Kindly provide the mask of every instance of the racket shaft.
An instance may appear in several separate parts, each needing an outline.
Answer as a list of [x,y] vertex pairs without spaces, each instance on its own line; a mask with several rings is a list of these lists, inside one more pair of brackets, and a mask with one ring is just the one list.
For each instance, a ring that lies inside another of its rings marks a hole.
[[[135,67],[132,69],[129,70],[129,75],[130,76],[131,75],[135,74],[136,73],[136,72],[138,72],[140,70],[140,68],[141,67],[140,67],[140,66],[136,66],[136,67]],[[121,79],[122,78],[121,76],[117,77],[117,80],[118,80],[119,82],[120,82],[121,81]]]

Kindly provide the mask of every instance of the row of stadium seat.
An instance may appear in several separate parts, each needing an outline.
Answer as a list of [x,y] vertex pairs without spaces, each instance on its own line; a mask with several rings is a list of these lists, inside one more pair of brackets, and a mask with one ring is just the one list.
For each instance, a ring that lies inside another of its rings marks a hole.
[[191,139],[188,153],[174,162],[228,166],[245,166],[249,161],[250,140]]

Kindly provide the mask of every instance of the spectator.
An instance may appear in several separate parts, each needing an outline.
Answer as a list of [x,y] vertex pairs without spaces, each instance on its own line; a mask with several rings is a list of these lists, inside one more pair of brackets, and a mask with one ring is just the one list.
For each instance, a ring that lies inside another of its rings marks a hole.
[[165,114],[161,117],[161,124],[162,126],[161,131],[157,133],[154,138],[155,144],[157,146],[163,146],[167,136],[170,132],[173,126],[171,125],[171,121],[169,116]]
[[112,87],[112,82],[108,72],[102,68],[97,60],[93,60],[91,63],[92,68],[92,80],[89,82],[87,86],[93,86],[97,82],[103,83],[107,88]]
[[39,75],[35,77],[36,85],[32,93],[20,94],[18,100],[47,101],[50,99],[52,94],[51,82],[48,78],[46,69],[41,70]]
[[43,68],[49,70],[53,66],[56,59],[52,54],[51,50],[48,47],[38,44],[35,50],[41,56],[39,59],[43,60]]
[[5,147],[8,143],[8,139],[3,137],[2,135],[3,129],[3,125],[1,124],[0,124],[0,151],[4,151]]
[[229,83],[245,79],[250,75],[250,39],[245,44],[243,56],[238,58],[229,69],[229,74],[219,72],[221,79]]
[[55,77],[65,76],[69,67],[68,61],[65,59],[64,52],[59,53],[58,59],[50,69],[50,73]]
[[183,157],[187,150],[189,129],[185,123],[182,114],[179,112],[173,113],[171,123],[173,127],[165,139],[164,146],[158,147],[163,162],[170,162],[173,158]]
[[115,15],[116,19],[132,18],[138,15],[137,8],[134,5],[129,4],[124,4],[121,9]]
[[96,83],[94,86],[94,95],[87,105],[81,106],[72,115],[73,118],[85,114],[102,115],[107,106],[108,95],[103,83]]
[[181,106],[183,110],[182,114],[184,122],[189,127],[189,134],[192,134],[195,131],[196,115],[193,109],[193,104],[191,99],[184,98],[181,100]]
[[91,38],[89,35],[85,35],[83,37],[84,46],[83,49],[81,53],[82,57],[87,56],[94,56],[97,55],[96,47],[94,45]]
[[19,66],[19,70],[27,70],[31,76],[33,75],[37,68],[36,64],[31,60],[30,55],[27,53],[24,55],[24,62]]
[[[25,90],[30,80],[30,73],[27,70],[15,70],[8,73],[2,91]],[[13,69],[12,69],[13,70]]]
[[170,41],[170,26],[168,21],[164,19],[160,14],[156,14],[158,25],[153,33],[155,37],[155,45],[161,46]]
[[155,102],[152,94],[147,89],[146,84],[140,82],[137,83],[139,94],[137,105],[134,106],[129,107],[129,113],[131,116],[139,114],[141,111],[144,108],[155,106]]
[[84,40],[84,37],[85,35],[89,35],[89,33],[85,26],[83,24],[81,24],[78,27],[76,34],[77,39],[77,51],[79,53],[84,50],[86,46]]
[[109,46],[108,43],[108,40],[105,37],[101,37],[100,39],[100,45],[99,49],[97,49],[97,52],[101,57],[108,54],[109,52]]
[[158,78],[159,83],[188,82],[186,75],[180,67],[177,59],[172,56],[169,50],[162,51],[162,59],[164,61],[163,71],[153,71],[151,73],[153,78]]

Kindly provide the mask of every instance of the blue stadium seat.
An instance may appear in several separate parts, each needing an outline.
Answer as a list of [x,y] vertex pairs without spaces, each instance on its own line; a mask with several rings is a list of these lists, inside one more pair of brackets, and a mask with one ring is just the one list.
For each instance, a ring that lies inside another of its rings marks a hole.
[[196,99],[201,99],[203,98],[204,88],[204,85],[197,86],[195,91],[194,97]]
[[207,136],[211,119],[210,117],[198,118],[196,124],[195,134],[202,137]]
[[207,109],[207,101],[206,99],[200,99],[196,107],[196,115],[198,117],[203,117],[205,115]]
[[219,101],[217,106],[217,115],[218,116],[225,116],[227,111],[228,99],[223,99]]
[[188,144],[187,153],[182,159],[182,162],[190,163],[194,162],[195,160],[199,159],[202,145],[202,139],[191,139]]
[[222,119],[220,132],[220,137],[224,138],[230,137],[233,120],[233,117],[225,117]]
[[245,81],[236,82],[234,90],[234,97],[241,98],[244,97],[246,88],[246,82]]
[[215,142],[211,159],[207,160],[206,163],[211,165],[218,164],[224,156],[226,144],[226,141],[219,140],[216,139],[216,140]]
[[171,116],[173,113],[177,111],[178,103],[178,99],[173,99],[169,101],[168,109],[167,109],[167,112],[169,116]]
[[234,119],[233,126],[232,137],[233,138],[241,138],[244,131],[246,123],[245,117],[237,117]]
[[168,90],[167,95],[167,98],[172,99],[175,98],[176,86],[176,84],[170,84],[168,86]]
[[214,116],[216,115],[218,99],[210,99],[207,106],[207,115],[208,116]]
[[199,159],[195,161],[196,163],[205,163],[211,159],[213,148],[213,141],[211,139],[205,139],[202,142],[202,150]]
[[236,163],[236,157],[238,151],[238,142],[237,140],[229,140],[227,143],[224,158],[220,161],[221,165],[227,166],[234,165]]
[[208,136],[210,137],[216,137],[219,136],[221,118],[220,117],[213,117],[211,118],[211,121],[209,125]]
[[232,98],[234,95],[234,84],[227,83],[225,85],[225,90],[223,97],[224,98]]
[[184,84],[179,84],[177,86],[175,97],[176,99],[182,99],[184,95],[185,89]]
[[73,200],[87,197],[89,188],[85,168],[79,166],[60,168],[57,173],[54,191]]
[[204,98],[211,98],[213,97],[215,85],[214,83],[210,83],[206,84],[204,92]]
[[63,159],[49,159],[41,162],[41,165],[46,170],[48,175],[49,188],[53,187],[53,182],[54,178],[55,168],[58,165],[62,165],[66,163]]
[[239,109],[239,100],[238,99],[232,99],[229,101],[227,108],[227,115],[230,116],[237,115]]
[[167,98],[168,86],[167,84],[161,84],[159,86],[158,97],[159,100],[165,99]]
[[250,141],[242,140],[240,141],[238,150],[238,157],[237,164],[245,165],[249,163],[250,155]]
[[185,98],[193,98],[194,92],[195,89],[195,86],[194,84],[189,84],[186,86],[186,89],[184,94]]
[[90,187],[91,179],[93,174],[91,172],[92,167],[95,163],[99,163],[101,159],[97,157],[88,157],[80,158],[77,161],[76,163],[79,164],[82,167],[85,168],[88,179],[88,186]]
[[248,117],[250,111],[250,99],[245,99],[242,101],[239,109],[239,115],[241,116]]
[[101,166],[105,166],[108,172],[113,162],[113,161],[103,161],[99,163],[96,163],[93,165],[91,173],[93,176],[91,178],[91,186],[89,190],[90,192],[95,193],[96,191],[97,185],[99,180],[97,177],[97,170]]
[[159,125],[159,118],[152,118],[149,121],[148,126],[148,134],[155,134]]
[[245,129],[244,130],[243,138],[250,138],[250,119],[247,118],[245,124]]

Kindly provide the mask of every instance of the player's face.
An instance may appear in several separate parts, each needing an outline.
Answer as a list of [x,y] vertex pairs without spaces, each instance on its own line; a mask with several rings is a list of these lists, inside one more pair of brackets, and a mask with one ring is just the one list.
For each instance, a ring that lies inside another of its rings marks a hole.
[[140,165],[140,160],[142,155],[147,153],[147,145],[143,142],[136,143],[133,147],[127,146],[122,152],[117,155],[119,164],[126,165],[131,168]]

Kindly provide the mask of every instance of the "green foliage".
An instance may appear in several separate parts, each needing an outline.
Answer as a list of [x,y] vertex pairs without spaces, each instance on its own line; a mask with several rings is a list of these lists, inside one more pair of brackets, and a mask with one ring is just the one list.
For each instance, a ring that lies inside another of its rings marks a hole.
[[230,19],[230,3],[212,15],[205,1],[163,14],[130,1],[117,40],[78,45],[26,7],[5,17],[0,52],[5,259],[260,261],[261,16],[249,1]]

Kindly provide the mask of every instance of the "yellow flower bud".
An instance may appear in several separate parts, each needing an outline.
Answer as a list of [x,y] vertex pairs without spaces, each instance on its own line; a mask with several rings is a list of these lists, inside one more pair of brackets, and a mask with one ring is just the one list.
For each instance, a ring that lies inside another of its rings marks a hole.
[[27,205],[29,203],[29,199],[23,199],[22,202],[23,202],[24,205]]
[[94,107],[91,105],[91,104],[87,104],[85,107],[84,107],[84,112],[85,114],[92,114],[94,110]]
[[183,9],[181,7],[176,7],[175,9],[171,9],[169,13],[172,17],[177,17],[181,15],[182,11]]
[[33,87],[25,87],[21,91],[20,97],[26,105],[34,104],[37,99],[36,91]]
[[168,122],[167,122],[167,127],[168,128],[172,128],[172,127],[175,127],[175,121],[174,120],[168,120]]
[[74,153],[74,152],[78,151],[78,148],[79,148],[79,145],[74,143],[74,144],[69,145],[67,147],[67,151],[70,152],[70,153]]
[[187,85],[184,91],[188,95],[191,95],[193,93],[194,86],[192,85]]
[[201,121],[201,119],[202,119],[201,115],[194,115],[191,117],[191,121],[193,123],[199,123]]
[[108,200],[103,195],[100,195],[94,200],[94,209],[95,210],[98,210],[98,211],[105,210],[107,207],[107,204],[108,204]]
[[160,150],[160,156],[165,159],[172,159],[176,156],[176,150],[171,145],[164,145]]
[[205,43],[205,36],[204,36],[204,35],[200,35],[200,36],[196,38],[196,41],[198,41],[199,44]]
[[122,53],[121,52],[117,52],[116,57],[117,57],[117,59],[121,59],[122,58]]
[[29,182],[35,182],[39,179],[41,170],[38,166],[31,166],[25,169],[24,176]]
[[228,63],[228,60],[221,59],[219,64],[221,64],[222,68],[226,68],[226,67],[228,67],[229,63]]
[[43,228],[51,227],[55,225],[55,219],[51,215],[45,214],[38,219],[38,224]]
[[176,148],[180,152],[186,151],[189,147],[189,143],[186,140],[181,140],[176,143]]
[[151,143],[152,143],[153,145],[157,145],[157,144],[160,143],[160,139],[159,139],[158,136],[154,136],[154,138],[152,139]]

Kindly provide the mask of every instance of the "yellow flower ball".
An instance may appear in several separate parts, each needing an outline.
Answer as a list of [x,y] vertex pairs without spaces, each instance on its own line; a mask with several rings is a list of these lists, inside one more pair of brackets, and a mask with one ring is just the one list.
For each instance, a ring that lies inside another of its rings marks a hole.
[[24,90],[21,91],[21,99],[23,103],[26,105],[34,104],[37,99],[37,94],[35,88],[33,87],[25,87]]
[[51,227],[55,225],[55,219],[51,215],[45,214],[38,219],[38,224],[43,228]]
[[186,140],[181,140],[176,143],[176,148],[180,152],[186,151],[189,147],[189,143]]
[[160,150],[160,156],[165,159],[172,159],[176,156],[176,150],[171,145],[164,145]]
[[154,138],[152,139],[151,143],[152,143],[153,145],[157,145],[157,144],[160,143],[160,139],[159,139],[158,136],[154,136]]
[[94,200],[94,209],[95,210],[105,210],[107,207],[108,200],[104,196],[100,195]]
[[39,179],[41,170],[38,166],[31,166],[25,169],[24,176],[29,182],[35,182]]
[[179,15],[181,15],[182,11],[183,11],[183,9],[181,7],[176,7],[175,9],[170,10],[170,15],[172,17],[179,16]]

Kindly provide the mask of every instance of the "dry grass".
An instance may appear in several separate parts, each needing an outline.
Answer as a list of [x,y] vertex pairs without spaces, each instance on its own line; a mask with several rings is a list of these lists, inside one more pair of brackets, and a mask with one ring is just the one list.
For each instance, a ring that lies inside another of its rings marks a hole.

################

- _Task brief_
Extract every line in the data above that contains the word "provide", matching case exactly.

- _Task result_
Kindly provide the mask of every instance of the racket shaft.
Kindly provide the mask of every instance of the row of stadium seat.
Kindly provide the mask of every instance of the spectator.
Kindly provide the mask of every instance of the blue stadium seat.
Kindly provide the mask of every instance of the player's face.
Kindly provide the mask of every instance of the "green foliage".
Kindly provide the mask of every instance of the "yellow flower bud".
Kindly provide the mask of every instance of the "yellow flower ball".
Kindly provide the mask of every instance of the "dry grass".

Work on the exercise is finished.